[Saved records]
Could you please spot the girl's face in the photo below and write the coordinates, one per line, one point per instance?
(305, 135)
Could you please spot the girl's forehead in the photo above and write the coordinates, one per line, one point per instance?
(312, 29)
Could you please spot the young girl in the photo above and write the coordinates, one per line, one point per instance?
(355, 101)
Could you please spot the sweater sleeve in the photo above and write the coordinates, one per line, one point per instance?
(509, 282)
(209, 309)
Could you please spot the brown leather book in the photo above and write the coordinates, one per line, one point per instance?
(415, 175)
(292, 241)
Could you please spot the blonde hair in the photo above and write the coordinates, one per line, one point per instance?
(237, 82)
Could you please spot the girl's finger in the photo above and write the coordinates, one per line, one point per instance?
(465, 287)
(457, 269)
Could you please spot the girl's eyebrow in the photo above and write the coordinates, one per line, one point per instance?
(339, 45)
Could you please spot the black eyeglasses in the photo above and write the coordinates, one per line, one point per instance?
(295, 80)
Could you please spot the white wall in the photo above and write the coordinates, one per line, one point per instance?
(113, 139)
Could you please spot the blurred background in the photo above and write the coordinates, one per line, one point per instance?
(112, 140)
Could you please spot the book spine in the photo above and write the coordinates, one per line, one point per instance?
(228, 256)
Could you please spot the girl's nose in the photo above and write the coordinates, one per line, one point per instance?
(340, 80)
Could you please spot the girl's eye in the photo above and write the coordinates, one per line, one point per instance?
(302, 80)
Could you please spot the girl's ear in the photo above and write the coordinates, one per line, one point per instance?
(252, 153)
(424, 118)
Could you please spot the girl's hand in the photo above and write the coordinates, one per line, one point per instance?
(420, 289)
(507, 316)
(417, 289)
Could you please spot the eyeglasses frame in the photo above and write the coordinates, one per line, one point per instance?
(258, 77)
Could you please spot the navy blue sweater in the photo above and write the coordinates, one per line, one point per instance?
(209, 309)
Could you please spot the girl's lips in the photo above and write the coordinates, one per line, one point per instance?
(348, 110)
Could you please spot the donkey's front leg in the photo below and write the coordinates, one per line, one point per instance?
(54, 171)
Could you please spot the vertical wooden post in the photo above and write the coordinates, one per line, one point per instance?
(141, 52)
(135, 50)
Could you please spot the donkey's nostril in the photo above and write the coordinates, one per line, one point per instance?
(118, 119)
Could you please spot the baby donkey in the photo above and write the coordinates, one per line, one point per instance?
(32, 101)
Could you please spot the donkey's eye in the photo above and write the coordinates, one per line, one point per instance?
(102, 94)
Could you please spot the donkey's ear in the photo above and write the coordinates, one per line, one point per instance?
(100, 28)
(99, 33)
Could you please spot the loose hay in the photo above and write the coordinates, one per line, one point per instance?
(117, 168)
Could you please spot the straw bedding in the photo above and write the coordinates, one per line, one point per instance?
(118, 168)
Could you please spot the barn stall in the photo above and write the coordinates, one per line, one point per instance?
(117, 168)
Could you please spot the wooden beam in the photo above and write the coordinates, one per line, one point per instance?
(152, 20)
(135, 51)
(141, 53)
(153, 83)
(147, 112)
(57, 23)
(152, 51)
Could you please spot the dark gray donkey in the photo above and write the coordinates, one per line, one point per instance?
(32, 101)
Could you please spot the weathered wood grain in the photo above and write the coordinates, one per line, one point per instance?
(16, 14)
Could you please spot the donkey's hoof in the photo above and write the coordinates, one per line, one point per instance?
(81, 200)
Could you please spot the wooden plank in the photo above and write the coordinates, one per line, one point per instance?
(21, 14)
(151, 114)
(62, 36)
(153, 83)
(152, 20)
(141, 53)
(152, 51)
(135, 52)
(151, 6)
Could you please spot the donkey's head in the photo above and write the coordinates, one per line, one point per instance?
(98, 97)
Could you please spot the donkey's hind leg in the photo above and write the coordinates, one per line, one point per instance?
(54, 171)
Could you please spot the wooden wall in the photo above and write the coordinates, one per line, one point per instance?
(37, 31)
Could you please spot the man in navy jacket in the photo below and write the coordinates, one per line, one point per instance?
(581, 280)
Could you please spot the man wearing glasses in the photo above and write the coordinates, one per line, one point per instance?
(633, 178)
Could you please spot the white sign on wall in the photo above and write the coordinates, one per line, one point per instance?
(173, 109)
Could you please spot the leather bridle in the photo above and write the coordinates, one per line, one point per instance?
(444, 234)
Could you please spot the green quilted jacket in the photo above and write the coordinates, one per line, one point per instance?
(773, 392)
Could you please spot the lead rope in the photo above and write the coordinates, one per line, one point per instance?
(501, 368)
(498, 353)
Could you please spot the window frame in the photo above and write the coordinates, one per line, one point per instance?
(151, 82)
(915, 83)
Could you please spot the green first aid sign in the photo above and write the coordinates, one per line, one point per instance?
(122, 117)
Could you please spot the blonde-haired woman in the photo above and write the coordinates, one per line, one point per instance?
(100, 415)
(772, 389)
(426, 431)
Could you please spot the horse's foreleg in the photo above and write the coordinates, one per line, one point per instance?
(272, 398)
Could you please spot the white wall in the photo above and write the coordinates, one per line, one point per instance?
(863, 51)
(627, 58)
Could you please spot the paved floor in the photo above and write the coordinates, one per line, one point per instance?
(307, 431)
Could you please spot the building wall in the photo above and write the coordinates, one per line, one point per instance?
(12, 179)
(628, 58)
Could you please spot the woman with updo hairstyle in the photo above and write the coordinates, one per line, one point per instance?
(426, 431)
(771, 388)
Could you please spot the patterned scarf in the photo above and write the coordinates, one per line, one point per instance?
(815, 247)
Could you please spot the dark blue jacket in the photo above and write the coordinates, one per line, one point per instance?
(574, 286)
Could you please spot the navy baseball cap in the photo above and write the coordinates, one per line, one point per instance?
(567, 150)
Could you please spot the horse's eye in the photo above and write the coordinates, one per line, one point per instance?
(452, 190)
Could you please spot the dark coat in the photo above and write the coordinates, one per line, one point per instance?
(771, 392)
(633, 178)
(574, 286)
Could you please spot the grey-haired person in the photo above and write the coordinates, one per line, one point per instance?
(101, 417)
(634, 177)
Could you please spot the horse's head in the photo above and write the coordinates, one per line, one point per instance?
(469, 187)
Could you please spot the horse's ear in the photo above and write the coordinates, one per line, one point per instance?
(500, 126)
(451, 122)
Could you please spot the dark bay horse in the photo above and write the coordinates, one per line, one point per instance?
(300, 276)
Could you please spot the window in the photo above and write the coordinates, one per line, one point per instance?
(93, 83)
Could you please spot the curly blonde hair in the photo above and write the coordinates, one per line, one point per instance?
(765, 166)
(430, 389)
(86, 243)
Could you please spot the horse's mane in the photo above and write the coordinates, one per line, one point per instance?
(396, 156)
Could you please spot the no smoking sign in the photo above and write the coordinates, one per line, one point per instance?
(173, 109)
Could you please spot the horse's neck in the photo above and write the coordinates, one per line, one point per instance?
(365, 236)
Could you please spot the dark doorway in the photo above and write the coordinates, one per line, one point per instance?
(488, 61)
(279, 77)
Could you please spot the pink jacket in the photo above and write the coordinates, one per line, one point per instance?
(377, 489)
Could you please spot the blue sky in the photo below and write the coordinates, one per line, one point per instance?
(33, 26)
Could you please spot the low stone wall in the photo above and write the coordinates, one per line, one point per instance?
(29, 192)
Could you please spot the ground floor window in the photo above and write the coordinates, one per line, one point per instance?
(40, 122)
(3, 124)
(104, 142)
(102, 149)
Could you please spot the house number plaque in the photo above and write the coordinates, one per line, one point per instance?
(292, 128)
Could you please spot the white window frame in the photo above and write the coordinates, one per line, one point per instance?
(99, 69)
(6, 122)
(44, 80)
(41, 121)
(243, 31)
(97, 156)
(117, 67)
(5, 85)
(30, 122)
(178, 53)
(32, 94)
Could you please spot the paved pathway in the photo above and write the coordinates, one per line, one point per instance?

▸ What is being asked
Give every line of the listing above as a numbered list, omitting any blank lines.

▸ Solution to the problem
1. Could you please spot the girl's face in the photo below and write the coordinates, one per line, one point per instance?
2. (305, 135)
3. Could you please spot the girl's forehead in the photo above and write the coordinates, one per line, one point per instance?
4. (312, 29)
5. Could you please spot the young girl in the photo above and write the coordinates, one per line, one point per instance?
6. (355, 101)
7. Could you please spot the sweater sleeve in the photo above and write the coordinates, one per line, one point per instance?
8. (509, 282)
9. (209, 309)
10. Could you please spot the brown leather book in the photo above and write the coordinates, one per line, one point per instance?
11. (415, 175)
12. (292, 241)
13. Could you please spot the blonde hair in the photo above and write the coordinates, one per line, one point per instance?
14. (237, 82)
15. Could you please spot the girl's finger in the photo above and write the coordinates, one per line, one point per instance?
16. (465, 287)
17. (457, 269)
18. Could you please spot the girl's eyebrow in the photo above and write the coordinates, one per line, one point per instance?
19. (339, 45)
20. Could you please spot the black eyeglasses in the photo above and write the coordinates, one per line, one point per instance?
21. (295, 80)
22. Could you please spot the white wall in the photo above and write the coordinates, one per line, one point per instance?
23. (113, 139)
24. Could you please spot the blurred background in the photo above and write the coordinates, one per line, one point per instance?
25. (112, 140)
26. Could you please spot the book spine in the photo above and write the coordinates, one per line, one point per instance?
27. (228, 256)
28. Could you please spot the girl's nose in the photo above and write the coordinates, one per line, one point per instance?
29. (340, 80)
30. Could you please spot the girl's eye in the photo above and write the coordinates, one per line, one point per instance?
31. (302, 80)
32. Could you please spot the girl's ear in the photo above and write the coordinates, one per line, one point per instance?
33. (252, 153)
34. (424, 118)
35. Could you please spot the girl's hand in the photo above and write the coordinates, one per line, one point per instance?
36. (420, 289)
37. (507, 316)
38. (417, 289)
39. Could you please spot the eyeglasses frame in the photo above and write the coordinates, one per line, one point per instance?
40. (258, 77)
41. Could you please spot the navy blue sweater in the photo above and write the coordinates, one per line, one point per instance?
42. (209, 309)
43. Could you please spot the girl's lips in the photo above and write the coordinates, one per line, one point per instance?
44. (348, 110)
45. Could you please spot the donkey's front leg in the photo below and write the coordinates, one per line, one point per instance?
46. (54, 171)
47. Could you please spot the vertical wooden post in the photo above and write the coordinates, one per line, one point per instance?
48. (141, 52)
49. (135, 50)
50. Could you please spot the donkey's nostril in the photo above and write the coordinates, one per line, one point per instance?
51. (118, 119)
52. Could you please spot the baby donkey in the photo above and write the coordinates, one per line, one point per instance?
53. (32, 101)
54. Could you please spot the donkey's eye in the photo above and write the coordinates, one per line, one point per instance?
55. (102, 94)
56. Could you please spot the donkey's ear in the photo above and write the coordinates, one per line, one point per instance?
57. (100, 28)
58. (99, 33)
59. Could you please spot the loose hay in the photo above and write the coordinates, one per line, one point per instance?
60. (117, 168)
61. Could you please spot the straw bedding in the photo above and write the coordinates, one per line, one point per instance?
62. (118, 168)
63. Could you please spot the barn stall in the photo above and write the coordinates, one per line, one point per instance?
64. (117, 168)
65. Could you please spot the wooden beam in the photo above and write the coordinates, one per line, one point per instance?
66. (152, 20)
67. (135, 51)
68. (141, 53)
69. (153, 83)
70. (147, 112)
71. (57, 23)
72. (152, 51)
73. Could you please spot the dark gray donkey in the photo above and write the coordinates, one per line, one point per instance?
74. (32, 101)
75. Could you please spot the weathered wood grain in the photo above and write the coordinates, one per line, one point per instance?
76. (16, 14)
77. Could you please spot the donkey's hoof in the photo above and write the coordinates, one per line, one point per instance?
78. (81, 200)
79. Could you please spot the wooden plank in the photo above and write the coordinates, one per line, one point per instance?
80. (21, 14)
81. (151, 114)
82. (62, 36)
83. (153, 83)
84. (152, 20)
85. (141, 53)
86. (152, 51)
87. (135, 52)
88. (151, 6)
89. Could you please spot the donkey's head in the photo above and write the coordinates, one per line, one point per instance?
90. (98, 97)
91. Could you please spot the donkey's hind leg in the photo above and write the coordinates, one per line, one point per instance?
92. (54, 171)
93. Could you please spot the wooden wall in the photo above and write the coordinates, one per line, one point per instance?
94. (37, 31)
95. Could you please spot the man in navy jacket in the photo below and write the coordinates, one per line, one point per instance?
96. (581, 280)
97. Could you please spot the man wearing glasses in the photo above and write the coordinates, one per line, one point per instance?
98. (633, 178)
99. Could you please spot the white sign on wall in the photo above and write the coordinates, one per line, one point per instance?
100. (173, 109)
101. Could you please spot the leather bridle in the photo above and write the coordinates, one per line, one point per instance?
102. (444, 234)
103. Could you please spot the green quilted jacket in the photo above and write the coordinates, one per line, one point per instance?
104. (773, 392)
105. Could you please spot the lead rope in the photo above and write the coordinates, one per line, one point per instance?
106. (501, 368)
107. (498, 353)
108. Could you please spot the window frame in the photo above and write the coordinates, one per line, one point per instance?
109. (151, 82)
110. (915, 83)
111. Could you please spot the green first aid sign in the photo above and write the coordinates, one per line, one point per instance?
112. (122, 117)
113. Could you please spot the blonde-haired woman in the photo above and write the coordinates, one per line, one point per instance?
114. (100, 415)
115. (772, 389)
116. (426, 431)
117. Could you please spot the horse's foreleg in the photo above and write the coordinates, one per line, one point per instance?
118. (272, 398)
119. Could you please spot the white wall in the photo above and write the coordinates, one per line, one point per instance?
120. (863, 51)
121. (627, 58)
122. Could you please spot the paved floor in the photo above and write the coordinates, one per line, one point per instance?
123. (307, 431)
124. Could you please spot the building wall in the photo above and write the coordinates, one per line, one point per instance?
125. (12, 179)
126. (628, 58)
127. Could you please spot the woman with updo hairstyle in the photo above and write the coordinates, one per line, one point per instance?
128. (426, 431)
129. (771, 388)
130. Could you please spot the patterned scarf in the photo above and write the coordinates, one per line, one point per instance?
131. (815, 247)
132. Could you please spot the dark blue jacket in the photo above and write the coordinates, one per line, one point per instance?
133. (574, 286)
134. Could you please spot the navy baseball cap in the photo above and write the coordinates, one per line, one point per instance?
135. (567, 150)
136. Could you please spot the horse's eye in the photo above and write the coordinates, one per line, one point per instance?
137. (452, 190)
138. Could you please spot the dark coat in the photo above and write the coordinates, one per line, one point per instance?
139. (771, 392)
140. (633, 178)
141. (574, 286)
142. Could you please spot the grey-haired person in the photo above and write the coordinates, one per line, one point per instance?
143. (101, 417)
144. (634, 177)
145. Could you please spot the horse's head in the photo above and write the coordinates, one per line, one point per instance?
146. (469, 187)
147. Could you please spot the horse's ear in the photo above and write the coordinates, one per line, one point per instance?
148. (500, 126)
149. (451, 122)
150. Could you please spot the dark bay horse in the photo above and write the coordinates, one per line, one point per instance?
151. (300, 276)
152. Could you please spot the window in the photo above and write the coordinates, one per line, one point per instance?
153. (93, 83)
154. Could you please spot the curly blonde hair in the photo above and write the coordinates, one per line, one point per instance?
155. (765, 166)
156. (430, 389)
157. (86, 243)
158. Could you please spot the horse's mane in the photo above and write the coordinates, one per line, one point per instance?
159. (396, 156)
160. Could you please spot the no smoking sign in the photo above and write the coordinates, one per line, one point per instance?
161. (173, 109)
162. Could you please spot the horse's neck in the photo above and write the coordinates, one per line, one point per instance?
163. (365, 236)
164. Could you please spot the dark doorway in the photo above and write the coordinates, one per line, one point per instance?
165. (488, 61)
166. (279, 77)
167. Could you please spot the pink jacket in the photo above and write the coordinates, one per line, one point per instance?
168. (377, 489)
169. Could you please spot the blue sky in the photo below and write the coordinates, one per line, one point per instance?
170. (33, 26)
171. Could you please spot the low stone wall in the photo above and write the coordinates, one per line, one point per instance?
172. (29, 192)
173. Could you please spot the ground floor window in the photo above and write the coordinates, one per line, one point per instance?
174. (40, 122)
175. (3, 124)
176. (104, 142)
177. (102, 149)
178. Could you please spot the house number plaque in the photo above and write the coordinates, one per line, one point per instance?
179. (292, 128)
180. Could you please spot the white window frame in the photo above and write the coordinates, one per line, one point per instance?
181. (99, 69)
182. (6, 122)
183. (44, 80)
184. (41, 121)
185. (243, 31)
186. (97, 156)
187. (117, 67)
188. (5, 85)
189. (30, 122)
190. (178, 53)
191. (32, 94)
192. Could you please spot the paved pathway in the photo above and write the coordinates, one per line, one point per instance?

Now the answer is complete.